____ Text to read

Honeywell 5800combo smoke heat and co detector

For this list, we are presenting our favorite combination smoke and heat detector and standalone heat detector for each system. Combination smoke and heat detectors are what you should use in most locations of your home or business. During a fire, smoke is usually detected before heat, so a combination sensor will rely on smoke detection as its primary method for detecting fires. Heat detection serves as a good backup to smoke detection.

But there are some rooms of a home where it is better to use standalone heat detectors. This is because using a regular smoke detector in these rooms could result in false alarms due to excessive dust, moisture, or smoke that is normally present. Examples of rooms where a standalone heat detector is often a better option include kitchens, attics, garages, and bathrooms. Remember that standalone heat sensors are one-and-done devices, and they must be replaced after activation. Do not test them using a hair dryer!

________

Problems and tasks
(A) Set down the wording of the passage on smoke and heat detectors, beginning at "Honeywell 5800combo smoke" and stopping after "to smoke detection.".
(B) According to the passage on smoke and heat detectors, which rooms are examples of places where a standalone heat detector is often a better option?
(C) Write what comes next in the passage on smoke and heat detectors, starting from its final sentence.
The lines that follow bear no relation to the passage on smoke and heat detectors.

____ Data excerpt

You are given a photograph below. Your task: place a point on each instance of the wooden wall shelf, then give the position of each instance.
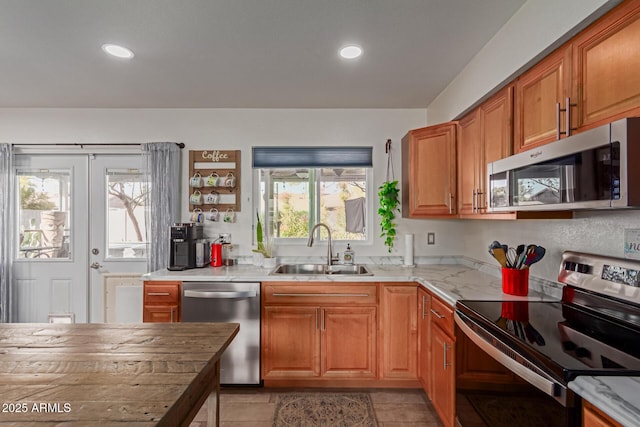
(223, 163)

________

Responses in order
(A)
Honeywell 5800combo smoke heat and co detector

For this list, we are presenting our favorite combination smoke and heat detector and standalone heat detector for each system. Combination smoke and heat detectors are what you should use in most locations of your home or business. During a fire, smoke is usually detected before heat, so a combination sensor will rely on smoke detection as its primary method for detecting fires. Heat detection serves as a good backup to smoke detection.

(B) Kitchens, attics, garages, and bathrooms.

(C)
Below are our favorite smoke and heat detector options for various systems:


Qolsys IQ Panel 2 Plus (319.5 MHz)

Smoke & Heat: DSC PG9936

Standalone Heat: Interlogix HDX-135


Qolsys IQ Panel 2 Plus (345 MHz)

Smoke & Heat: DSC PG9936

Standalone Heat: Honeywell 5809SS


Honeywell Lyric Alarm System

Smoke & Heat: Honeywell SiXSMOKE

Standalone Heat: Honeywell 5809SS


2GIG GC3e & 2GIG GC2e

Smoke & Heat: 2GIG SMKT8e-345

Standalone Heat: Honeywell 5809SS


If you need any help setting up your new Alarm Grid Security System, or if you are interested in learning more about our monitoring services, please email us at support@alarmgrid.com. We check our email from 9am to 8pm ET M-F. We look forward to hearing from you!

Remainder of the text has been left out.